**To be done**. Write out the records word for word, starting with the line that contains "Consider the photo above. For every instance of the night" and continuing through the line that contains "Consider the photo above. For every instance of the steel", including both of those lines.

(Source data)

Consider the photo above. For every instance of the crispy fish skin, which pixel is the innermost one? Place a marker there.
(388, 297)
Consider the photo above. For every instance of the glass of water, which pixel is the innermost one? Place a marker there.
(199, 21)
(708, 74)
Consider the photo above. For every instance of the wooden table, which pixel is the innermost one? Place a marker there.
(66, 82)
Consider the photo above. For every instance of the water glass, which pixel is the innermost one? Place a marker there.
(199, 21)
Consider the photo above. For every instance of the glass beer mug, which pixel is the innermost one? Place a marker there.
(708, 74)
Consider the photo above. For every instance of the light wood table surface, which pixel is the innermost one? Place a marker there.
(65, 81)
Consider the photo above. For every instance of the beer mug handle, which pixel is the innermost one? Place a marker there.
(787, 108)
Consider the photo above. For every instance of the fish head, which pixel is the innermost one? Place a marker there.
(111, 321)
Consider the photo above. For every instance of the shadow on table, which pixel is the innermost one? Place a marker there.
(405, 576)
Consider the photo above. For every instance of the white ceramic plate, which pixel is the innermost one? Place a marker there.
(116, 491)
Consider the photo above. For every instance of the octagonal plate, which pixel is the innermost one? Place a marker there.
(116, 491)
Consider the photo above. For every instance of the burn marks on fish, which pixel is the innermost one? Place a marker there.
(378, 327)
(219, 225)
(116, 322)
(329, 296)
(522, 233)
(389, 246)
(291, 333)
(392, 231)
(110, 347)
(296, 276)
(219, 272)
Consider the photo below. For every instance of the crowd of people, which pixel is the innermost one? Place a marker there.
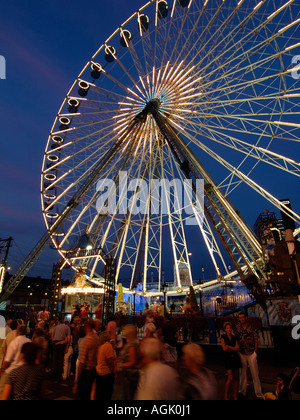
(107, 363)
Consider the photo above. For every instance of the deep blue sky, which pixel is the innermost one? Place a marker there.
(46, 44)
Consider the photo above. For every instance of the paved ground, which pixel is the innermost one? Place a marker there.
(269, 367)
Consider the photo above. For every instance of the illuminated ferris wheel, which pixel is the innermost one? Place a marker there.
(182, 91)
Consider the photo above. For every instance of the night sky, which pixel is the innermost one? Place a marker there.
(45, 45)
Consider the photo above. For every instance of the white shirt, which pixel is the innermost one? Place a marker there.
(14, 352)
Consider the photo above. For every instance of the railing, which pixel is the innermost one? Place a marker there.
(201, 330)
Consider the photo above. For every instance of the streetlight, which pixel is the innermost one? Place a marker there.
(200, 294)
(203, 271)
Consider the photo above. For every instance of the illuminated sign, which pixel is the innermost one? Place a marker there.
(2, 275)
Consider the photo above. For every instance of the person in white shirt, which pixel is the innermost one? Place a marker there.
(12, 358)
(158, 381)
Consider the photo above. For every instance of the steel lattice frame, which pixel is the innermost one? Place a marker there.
==
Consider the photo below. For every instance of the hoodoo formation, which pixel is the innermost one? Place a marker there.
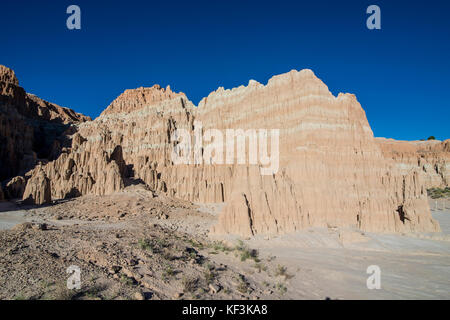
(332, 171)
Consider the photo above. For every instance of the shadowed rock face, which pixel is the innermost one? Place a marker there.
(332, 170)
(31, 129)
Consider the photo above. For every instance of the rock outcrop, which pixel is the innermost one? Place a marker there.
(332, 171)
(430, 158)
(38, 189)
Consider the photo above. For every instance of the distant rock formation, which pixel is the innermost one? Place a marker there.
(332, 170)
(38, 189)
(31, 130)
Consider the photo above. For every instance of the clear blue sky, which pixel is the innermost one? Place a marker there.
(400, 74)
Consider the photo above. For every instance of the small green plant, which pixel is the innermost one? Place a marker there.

**Finished answer**.
Consider the photo above. For every instance of the night sky, which pixel is the innermost one? Place a marker there.
(45, 45)
Consider the photo above. For every instance of the white shirt, which pixel is the innermost one? Place a marker there.
(14, 352)
Consider the photo above. For every instance of the railing, which pixel is the innermost one? Place a marker there.
(201, 330)
Consider the photo above. For every instance of the streetlight, which pixel is the innermost one? Place a marker there.
(200, 294)
(203, 271)
Consider the photo above. For every instance of the illuminated sign, which pixel is the innermost one? Place a marker there.
(2, 275)
Consider the photo above. For every instance of the person in white shirt, which pixel is the innermost one? Place a marker there.
(12, 358)
(158, 381)
Consider the photo above. For every instance of the steel lattice frame, which pixel is the innermost one? Place a marker there.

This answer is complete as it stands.